● **What you need to do**
Write out the data word for word and omit every picture.

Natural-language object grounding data
%%

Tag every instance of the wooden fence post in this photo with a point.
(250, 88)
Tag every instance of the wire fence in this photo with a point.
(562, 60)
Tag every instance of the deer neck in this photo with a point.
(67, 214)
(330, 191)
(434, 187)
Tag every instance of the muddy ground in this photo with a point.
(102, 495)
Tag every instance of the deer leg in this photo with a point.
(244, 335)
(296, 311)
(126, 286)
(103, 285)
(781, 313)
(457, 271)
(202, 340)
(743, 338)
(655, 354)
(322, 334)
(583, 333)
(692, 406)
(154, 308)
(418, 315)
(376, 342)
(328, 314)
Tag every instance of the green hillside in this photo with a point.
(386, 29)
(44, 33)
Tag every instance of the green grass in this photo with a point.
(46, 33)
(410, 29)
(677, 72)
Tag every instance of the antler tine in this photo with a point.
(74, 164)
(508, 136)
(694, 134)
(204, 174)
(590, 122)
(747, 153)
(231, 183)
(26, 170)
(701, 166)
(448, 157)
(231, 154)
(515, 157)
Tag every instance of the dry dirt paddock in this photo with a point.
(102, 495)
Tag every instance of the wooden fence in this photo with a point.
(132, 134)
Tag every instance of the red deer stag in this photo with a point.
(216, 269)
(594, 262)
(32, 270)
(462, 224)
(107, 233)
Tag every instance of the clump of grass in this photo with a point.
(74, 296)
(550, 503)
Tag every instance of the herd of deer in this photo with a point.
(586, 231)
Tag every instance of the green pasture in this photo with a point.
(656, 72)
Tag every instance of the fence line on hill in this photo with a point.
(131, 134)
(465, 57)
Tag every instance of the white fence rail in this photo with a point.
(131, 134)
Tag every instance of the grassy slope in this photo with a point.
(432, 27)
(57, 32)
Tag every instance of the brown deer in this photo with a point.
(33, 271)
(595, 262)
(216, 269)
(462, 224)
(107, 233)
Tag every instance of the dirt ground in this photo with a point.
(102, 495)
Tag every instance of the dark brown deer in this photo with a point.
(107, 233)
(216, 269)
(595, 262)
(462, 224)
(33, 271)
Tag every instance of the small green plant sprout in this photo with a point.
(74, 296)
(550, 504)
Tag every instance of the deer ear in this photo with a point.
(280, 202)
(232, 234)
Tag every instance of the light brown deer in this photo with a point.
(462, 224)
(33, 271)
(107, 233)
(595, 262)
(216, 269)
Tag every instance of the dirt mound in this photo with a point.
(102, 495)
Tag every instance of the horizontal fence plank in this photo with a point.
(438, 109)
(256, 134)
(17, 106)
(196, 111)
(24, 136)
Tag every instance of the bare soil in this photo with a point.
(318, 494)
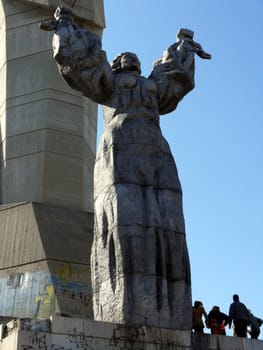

%%

● **Answer area**
Tag every instance of the wooden fence post in this photo with a point.
(250, 88)
Tag every instance of the wire fence in this photo with a point.
(562, 60)
Tag every instance of the deer neck in this photo with a point.
(67, 214)
(330, 191)
(434, 187)
Tag every instance of the muddy ground in this photo with a point.
(102, 495)
Tag every instance of the deer leg in this photo with a point.
(244, 335)
(296, 311)
(126, 286)
(103, 285)
(781, 313)
(457, 271)
(202, 340)
(743, 338)
(655, 354)
(322, 334)
(583, 333)
(692, 406)
(154, 308)
(418, 315)
(376, 342)
(328, 314)
Tag every instance of the green hillside in this photo with a point.
(386, 29)
(44, 33)
Tag every instance of the green grass in this photo with a point.
(46, 33)
(410, 29)
(677, 72)
Tag every instance of the antler tine in this photo with a point.
(74, 164)
(508, 136)
(694, 134)
(204, 174)
(590, 122)
(747, 153)
(231, 183)
(26, 170)
(701, 166)
(448, 157)
(231, 154)
(515, 157)
Tag every instance of the dry dirt paddock in this photo with a point.
(102, 495)
Tag every instance of the wooden fence in this photo with a point.
(132, 134)
Tag every instance of the red deer stag in this photo with a point.
(216, 269)
(594, 262)
(32, 270)
(462, 224)
(107, 233)
Tag every instance of the clump of grass in this photo with a point.
(74, 296)
(550, 503)
Tag every instance of the herd of deer in this photo with a point.
(586, 231)
Tag every instance of the green pasture in this photo with a point.
(656, 72)
Tag every instance of the fence line on hill in this photo with a point.
(131, 134)
(465, 57)
Tag every instance of the white fence rail in this photo with a point.
(131, 134)
Tag every instance of the grassy slope in this photo with a point.
(432, 27)
(57, 32)
Tag every instance of the brown deer in this photo with a point.
(33, 271)
(595, 262)
(216, 269)
(462, 224)
(107, 233)
Tag every instance of the dirt ground in this photo with a point.
(102, 495)
Tag every instance of the dark brown deer in this photo with a point.
(107, 233)
(216, 269)
(595, 262)
(462, 224)
(33, 271)
Tag every instance of the small green plant sprout in this photo with a point.
(74, 296)
(550, 504)
Tag every instance of the deer ear in this photo with a point.
(280, 202)
(232, 234)
Tag every instance of the light brown deer in this photo with a point.
(462, 224)
(33, 271)
(107, 233)
(595, 262)
(216, 269)
Tag every instance of the dirt mound in this photo with a point.
(102, 495)
Tag every instance of the horizontal fence plank in this photo with a point.
(438, 109)
(256, 134)
(17, 106)
(196, 111)
(24, 136)
Tag every instance of the bare soil in this photo with a point.
(318, 494)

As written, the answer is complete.